begin
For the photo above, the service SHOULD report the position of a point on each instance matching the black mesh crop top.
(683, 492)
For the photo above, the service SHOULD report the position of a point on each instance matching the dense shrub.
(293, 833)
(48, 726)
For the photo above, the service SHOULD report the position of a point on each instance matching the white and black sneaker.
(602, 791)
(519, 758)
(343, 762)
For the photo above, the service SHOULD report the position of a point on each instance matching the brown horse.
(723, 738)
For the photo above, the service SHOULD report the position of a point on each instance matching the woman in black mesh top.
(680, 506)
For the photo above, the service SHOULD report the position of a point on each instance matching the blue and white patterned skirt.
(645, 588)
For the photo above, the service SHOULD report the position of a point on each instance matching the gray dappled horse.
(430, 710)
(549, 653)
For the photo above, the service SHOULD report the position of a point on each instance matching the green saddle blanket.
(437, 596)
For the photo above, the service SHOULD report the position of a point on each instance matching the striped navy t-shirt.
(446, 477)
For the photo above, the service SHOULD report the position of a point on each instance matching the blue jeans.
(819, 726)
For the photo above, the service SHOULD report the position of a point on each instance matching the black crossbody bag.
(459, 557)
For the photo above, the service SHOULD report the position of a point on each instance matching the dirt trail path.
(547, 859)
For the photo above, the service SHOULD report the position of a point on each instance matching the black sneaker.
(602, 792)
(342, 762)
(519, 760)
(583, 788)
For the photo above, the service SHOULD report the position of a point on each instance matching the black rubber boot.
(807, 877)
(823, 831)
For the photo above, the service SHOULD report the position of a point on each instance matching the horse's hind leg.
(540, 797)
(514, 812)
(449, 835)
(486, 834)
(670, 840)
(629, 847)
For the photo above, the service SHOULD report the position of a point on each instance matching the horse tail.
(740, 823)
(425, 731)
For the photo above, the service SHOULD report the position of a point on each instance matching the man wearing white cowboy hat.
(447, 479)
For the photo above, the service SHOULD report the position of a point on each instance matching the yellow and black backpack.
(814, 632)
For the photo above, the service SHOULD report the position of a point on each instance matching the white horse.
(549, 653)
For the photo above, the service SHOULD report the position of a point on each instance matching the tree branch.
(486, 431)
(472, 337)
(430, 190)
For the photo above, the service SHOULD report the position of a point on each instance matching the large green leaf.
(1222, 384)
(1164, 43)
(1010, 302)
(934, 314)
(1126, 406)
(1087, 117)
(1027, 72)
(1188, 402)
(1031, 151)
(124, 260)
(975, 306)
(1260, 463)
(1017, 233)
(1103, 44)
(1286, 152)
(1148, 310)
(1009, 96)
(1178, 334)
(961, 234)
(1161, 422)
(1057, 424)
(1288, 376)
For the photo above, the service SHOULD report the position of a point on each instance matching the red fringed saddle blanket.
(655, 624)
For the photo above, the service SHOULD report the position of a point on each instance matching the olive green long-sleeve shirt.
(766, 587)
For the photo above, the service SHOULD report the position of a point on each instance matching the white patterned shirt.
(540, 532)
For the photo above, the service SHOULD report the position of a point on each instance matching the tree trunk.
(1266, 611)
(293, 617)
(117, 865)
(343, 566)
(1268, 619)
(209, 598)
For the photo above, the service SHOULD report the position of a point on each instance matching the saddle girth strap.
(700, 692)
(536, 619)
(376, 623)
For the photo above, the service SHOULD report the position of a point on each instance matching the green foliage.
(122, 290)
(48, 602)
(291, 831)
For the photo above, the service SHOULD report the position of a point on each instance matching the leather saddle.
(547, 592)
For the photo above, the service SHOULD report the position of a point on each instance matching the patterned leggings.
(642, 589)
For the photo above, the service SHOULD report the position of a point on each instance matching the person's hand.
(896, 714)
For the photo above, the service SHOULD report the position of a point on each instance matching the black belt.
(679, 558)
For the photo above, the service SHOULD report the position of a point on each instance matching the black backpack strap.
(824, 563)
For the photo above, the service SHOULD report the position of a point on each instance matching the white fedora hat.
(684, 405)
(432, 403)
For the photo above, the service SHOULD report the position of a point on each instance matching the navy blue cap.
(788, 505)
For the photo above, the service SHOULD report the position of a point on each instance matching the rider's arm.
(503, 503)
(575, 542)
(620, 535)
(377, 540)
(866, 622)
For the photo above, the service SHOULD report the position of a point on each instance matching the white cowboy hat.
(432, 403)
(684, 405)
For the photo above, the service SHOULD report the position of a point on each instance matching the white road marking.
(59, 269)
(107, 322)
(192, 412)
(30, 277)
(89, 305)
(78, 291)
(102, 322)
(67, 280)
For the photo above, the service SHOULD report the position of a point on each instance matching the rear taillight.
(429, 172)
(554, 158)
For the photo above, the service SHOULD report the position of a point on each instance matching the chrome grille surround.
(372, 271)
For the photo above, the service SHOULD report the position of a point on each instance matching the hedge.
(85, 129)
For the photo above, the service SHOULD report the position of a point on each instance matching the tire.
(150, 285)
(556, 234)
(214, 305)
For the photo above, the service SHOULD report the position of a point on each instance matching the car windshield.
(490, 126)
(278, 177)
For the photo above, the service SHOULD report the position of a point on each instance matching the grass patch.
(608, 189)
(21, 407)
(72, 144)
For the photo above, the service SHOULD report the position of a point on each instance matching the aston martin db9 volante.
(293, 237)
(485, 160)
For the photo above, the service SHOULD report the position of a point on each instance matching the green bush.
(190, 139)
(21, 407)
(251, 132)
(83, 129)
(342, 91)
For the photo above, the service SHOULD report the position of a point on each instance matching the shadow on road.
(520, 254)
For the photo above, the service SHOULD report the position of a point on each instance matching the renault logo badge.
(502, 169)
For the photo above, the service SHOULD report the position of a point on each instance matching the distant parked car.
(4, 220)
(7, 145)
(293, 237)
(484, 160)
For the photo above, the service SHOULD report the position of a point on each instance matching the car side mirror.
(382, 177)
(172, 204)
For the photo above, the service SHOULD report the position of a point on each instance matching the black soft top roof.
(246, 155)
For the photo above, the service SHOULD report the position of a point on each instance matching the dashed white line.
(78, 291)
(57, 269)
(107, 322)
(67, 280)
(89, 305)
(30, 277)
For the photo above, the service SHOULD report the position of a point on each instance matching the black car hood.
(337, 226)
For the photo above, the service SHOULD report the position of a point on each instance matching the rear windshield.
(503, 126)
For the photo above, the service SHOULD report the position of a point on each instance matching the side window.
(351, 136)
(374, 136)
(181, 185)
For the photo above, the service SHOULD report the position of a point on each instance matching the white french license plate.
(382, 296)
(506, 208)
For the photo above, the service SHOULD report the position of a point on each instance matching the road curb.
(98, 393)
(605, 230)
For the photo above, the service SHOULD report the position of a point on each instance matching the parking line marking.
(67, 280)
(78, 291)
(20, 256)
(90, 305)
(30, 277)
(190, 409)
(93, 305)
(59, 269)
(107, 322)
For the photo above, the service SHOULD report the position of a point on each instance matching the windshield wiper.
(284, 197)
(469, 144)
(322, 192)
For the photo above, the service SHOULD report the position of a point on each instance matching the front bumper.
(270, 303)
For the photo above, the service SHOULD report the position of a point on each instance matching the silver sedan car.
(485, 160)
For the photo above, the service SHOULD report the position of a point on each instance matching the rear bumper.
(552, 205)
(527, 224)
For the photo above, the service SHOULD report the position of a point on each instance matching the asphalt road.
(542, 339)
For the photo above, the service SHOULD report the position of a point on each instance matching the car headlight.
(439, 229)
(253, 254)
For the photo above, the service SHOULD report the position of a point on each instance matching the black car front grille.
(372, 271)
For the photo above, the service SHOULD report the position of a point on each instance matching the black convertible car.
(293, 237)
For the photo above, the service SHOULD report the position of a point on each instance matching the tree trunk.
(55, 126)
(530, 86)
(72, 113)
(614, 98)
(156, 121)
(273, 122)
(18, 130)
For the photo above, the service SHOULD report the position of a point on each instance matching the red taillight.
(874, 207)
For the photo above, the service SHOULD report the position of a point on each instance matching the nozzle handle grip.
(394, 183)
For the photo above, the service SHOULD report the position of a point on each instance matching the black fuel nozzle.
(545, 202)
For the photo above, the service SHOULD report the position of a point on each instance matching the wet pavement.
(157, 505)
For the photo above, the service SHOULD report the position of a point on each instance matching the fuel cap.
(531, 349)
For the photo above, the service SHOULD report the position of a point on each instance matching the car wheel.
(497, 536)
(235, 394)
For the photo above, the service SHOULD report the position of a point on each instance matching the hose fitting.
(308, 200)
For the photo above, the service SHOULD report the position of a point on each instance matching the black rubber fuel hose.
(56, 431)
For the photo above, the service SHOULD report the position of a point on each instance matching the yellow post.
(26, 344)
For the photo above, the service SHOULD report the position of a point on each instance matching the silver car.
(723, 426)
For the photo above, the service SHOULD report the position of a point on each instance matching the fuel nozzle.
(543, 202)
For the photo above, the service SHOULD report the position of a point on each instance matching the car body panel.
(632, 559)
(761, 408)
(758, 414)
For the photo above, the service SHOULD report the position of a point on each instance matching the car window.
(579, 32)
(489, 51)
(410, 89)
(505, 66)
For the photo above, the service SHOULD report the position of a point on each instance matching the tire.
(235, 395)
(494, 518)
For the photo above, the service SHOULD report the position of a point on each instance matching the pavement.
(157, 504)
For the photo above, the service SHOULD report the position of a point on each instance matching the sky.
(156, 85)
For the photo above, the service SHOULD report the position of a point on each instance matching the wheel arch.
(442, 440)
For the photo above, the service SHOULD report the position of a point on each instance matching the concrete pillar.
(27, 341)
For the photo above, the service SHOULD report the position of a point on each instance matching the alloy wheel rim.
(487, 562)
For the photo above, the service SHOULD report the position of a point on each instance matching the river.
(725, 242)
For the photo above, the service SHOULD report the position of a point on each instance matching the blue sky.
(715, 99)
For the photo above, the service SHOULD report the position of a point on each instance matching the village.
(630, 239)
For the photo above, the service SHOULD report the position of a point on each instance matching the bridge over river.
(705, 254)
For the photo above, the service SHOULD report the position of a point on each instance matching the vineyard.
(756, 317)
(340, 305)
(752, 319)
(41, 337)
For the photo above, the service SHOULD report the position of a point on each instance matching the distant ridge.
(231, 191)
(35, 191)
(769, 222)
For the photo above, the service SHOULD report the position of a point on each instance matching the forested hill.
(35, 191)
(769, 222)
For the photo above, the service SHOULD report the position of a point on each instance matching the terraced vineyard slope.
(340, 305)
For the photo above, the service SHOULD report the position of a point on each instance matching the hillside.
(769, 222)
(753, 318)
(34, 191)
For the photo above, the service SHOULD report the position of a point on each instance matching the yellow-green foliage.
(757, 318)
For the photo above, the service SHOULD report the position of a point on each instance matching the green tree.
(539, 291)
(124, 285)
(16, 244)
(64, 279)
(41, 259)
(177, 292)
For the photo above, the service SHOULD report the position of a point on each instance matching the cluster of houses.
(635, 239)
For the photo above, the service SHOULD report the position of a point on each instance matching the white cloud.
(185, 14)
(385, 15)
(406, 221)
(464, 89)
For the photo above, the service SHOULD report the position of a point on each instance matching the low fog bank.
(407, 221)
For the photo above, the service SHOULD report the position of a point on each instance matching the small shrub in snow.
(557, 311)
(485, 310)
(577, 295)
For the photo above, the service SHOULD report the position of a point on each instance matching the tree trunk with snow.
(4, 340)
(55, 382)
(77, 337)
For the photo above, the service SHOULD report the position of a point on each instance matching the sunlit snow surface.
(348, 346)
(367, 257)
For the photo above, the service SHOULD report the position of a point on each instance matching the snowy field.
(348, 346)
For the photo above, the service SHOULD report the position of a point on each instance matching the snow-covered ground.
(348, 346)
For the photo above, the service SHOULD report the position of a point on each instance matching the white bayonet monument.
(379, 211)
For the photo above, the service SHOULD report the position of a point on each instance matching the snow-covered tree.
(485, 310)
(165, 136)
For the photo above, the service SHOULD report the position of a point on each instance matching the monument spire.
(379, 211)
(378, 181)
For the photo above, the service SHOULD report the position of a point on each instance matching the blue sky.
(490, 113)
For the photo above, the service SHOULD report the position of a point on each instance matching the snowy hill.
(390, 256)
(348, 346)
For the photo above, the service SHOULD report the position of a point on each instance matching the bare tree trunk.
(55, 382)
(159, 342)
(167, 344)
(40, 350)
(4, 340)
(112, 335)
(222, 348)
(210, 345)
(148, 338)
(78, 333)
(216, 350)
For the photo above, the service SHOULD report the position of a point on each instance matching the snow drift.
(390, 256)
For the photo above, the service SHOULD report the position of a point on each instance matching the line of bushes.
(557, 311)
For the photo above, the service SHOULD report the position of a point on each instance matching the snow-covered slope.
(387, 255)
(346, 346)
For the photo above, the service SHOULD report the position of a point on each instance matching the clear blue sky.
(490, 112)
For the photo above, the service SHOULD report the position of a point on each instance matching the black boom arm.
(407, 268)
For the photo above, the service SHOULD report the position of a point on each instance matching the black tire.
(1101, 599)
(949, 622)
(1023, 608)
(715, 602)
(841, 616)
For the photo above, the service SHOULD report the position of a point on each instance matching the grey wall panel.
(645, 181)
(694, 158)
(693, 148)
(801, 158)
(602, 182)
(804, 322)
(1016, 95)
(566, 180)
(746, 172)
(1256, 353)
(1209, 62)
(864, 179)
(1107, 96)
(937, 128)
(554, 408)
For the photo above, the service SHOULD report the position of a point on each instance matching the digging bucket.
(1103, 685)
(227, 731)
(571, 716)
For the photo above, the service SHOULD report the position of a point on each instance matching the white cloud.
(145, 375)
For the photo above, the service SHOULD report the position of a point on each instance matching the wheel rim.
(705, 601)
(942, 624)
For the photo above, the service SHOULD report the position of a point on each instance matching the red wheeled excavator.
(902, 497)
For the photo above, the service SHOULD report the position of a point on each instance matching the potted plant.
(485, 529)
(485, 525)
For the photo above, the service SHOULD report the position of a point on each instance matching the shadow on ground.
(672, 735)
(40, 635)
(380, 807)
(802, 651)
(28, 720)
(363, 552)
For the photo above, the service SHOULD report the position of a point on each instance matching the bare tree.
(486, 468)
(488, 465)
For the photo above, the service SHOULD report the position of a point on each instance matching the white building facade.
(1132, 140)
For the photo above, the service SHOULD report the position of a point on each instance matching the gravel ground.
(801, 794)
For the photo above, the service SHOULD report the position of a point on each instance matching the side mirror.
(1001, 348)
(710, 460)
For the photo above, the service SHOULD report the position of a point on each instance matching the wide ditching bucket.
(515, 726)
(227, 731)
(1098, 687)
end
- _Your instructions_:
Repeat the line containing "the potted plant." and all subsequent lines through the final line of the data, exactly and with no others.

- _Problem solution_:
For the photo above, the service SHOULD report the position of a point on each instance matching the potted plant.
(485, 529)
(485, 525)
For the photo above, the service SHOULD report the position of a point on each instance matching the shadow on ground.
(672, 735)
(40, 635)
(380, 807)
(802, 651)
(28, 720)
(363, 552)
For the photo above, the service SHOULD report the position of a point on each instance matching the bare tree.
(486, 468)
(488, 465)
For the photo above, the service SHOULD report the position of a point on each instance matching the white building facade.
(1132, 140)
For the photo above, the service SHOULD report the position of a point on each instance matching the gravel ground.
(801, 794)
For the photo above, the service SHOULD report the position of a point on each instance matching the side mirror.
(1001, 348)
(710, 460)
For the photo above, the service SHOULD report the position of a point on each instance matching the wide ditching bucket.
(515, 726)
(227, 731)
(1098, 687)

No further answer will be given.